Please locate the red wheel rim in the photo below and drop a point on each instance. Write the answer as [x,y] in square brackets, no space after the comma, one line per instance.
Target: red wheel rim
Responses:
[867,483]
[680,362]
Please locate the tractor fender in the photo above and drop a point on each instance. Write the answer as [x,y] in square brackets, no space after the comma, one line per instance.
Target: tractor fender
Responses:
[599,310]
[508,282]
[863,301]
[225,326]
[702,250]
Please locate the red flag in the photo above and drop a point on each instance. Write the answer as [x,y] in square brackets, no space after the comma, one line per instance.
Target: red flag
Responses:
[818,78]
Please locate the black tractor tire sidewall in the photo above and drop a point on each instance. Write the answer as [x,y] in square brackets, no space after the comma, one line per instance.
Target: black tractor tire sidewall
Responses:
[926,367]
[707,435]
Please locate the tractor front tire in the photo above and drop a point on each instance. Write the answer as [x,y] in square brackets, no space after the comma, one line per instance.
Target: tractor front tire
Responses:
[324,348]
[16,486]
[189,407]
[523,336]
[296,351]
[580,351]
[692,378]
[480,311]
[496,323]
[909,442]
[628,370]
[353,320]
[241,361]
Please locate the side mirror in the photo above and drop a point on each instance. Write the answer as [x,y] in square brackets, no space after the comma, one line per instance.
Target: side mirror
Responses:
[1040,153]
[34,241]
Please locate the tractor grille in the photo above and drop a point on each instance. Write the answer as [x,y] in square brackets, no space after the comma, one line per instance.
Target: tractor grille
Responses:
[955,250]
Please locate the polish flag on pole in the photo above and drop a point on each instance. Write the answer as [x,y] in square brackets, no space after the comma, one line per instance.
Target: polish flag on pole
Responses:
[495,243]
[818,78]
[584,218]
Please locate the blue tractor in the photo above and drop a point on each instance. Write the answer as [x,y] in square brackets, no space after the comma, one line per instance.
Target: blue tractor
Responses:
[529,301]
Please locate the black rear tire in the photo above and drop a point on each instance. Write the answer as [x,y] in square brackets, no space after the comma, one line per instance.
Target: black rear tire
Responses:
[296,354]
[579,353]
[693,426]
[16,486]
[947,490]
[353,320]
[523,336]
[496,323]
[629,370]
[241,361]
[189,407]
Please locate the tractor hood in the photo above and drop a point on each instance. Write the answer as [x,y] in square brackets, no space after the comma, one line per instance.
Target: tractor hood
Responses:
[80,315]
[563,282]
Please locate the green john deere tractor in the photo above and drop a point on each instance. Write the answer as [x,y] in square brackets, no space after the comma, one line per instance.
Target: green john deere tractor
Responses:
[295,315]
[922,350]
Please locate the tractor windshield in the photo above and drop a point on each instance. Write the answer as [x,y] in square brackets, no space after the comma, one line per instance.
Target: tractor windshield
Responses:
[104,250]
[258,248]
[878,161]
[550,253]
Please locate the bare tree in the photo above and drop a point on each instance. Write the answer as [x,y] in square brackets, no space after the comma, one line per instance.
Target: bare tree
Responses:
------------------------------------------------------------------------
◆ REQUIREMENT ◆
Retype the records above exactly, from their first line through the line that contains "Target: tractor front tire", and stop there.

◆ RESULT ◆
Please locate the red wheel rim in the photo below and drop a point on each instance. Write the answer as [x,y] in square brackets, no space after the comma, one line per instance.
Target: red wheel rim
Responses:
[867,483]
[680,362]
Please locate the tractor fender in the photo above and drop a point on each instance. Write the answer as [x,y] in square brackets, no space after the comma, one line per instance.
Target: tractor fender
Responses:
[599,310]
[508,282]
[863,301]
[225,326]
[702,250]
Please locate the red flag in the photo above and drop a point on each instance. Write the answer as [x,y] in square brackets, no space after the comma, one line per instance.
Target: red flag
Responses:
[818,78]
Please locate the black tractor tire sidewall in the photo above and drop a point on each instance. Write the answer as [x,y] in square brackets, no space after the comma, one line per instance.
Target: black tractor tire sidewall
Responses:
[926,367]
[707,435]
Please locate the tractor front tire in the photo above and drop a point on each instance. Write the answer as [x,y] in square brackets, no space after the comma, one line per instance.
Target: tractor front tire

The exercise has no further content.